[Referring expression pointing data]
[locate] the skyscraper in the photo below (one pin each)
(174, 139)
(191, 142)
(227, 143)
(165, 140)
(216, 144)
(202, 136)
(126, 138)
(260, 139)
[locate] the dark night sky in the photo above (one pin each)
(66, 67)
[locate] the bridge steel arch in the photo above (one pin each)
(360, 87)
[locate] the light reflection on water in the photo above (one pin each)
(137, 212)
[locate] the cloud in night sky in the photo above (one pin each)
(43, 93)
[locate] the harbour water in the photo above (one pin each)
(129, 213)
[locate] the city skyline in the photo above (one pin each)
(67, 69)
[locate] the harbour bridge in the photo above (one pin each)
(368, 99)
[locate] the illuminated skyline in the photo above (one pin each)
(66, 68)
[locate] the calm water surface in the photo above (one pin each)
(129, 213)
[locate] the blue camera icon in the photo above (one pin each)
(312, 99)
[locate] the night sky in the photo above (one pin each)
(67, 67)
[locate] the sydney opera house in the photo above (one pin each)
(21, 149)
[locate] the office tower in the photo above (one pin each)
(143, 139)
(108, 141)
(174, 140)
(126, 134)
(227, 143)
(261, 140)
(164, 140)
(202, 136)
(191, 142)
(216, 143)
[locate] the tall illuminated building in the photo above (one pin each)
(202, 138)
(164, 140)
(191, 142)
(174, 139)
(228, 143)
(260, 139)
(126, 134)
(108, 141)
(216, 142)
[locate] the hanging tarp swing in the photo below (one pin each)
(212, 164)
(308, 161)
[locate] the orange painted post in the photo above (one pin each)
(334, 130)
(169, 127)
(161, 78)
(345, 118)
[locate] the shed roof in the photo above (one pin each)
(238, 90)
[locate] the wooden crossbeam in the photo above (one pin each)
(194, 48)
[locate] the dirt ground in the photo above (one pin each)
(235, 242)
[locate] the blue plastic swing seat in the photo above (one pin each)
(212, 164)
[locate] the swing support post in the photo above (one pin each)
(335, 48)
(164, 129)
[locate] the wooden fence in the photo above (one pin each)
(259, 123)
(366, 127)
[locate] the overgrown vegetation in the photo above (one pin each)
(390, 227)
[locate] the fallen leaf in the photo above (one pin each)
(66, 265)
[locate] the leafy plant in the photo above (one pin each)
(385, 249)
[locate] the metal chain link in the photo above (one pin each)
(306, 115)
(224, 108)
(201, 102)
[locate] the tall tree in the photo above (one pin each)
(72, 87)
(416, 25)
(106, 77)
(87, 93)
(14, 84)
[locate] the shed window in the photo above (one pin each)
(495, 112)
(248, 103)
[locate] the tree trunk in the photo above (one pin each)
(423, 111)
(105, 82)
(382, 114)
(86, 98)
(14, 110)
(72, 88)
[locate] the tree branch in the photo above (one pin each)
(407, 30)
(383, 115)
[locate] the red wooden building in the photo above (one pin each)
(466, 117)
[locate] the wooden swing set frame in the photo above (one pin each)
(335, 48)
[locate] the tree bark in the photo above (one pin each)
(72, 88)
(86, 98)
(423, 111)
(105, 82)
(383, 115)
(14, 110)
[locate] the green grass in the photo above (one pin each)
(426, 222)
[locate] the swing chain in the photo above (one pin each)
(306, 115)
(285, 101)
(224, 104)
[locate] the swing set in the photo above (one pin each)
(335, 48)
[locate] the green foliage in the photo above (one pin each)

(About this task) Every line of the data should be copied exactly.

(Written answer)
[locate] the skyscraper in the photo below (one pin each)
(174, 139)
(191, 142)
(227, 143)
(165, 140)
(216, 144)
(202, 136)
(126, 138)
(260, 139)
[locate] the dark night sky in the photo above (one pin each)
(66, 67)
[locate] the bridge steel arch in the photo above (one pin each)
(360, 87)
[locate] the light reflection on water in the photo above (one pin each)
(137, 212)
[locate] the cloud in night sky in the photo above (one pin each)
(43, 93)
[locate] the harbour water in the photo above (one pin each)
(129, 213)
[locate] the city skyline in the photo above (one pin each)
(67, 69)
[locate] the harbour bridge in the photo above (one pin each)
(368, 99)
[locate] the illuminated skyline in the photo above (one pin each)
(66, 68)
[locate] the calm water surface in the photo above (one pin each)
(129, 213)
[locate] the blue camera icon in the photo above (one pin each)
(312, 99)
[locate] the night sky in the photo above (one pin each)
(67, 67)
[locate] the sydney opera house in the photo above (one pin each)
(21, 149)
[locate] the office tower in the photo above (one pin each)
(143, 139)
(108, 141)
(174, 140)
(126, 134)
(227, 143)
(261, 140)
(164, 140)
(202, 136)
(191, 142)
(216, 143)
[locate] the tall illuminated building in the photo above (one pin each)
(202, 138)
(164, 140)
(191, 142)
(174, 139)
(228, 143)
(260, 139)
(126, 134)
(108, 141)
(216, 142)
[locate] the hanging tarp swing in the photo below (one pin each)
(212, 164)
(308, 161)
[locate] the orange painted post in the photo above (one pin each)
(334, 130)
(169, 127)
(161, 78)
(345, 118)
[locate] the shed roof in the photo above (one pin each)
(238, 90)
[locate] the wooden crossbeam in the photo above (one pin each)
(194, 48)
[locate] the dirt ground in the photo above (one pin each)
(235, 242)
[locate] the blue plastic swing seat in the photo above (one pin each)
(212, 164)
[locate] the swing support post in the photo above (one pin each)
(335, 48)
(164, 129)
[locate] the wooden fence in the photo above (one pin each)
(259, 123)
(366, 127)
[locate] the overgrown vegetation in the photo above (one pin each)
(390, 227)
[locate] the fallen leaf in the photo above (one pin each)
(66, 265)
[locate] the leafy plant in the photo above (one pin each)
(385, 249)
[locate] the metal chain link in the photo above (one pin each)
(306, 115)
(224, 108)
(201, 102)
[locate] the tall tree in the photo above (one pin each)
(72, 87)
(416, 25)
(106, 77)
(87, 93)
(14, 84)
[locate] the shed window in the photo above (one pin each)
(495, 112)
(248, 103)
[locate] the tree trunk in the photo above (one pin each)
(423, 111)
(105, 82)
(382, 114)
(86, 98)
(14, 110)
(72, 88)
[locate] the tree branch in the photo above (one pin each)
(407, 30)
(383, 115)
[locate] the red wooden building in the photo above (one pin each)
(466, 117)
[locate] the wooden swing set frame in the photo above (one pin each)
(335, 48)
[locate] the tree bark in the photo above (one pin each)
(72, 88)
(86, 98)
(423, 111)
(105, 82)
(383, 115)
(14, 110)
[locate] the green grass in the photo above (one pin each)
(426, 222)
[locate] the swing chain in the photo above (one pin each)
(306, 115)
(285, 101)
(224, 104)
[locate] the swing set in the photo above (one pin each)
(335, 48)
[locate] the green foliage in the photo above (one pin each)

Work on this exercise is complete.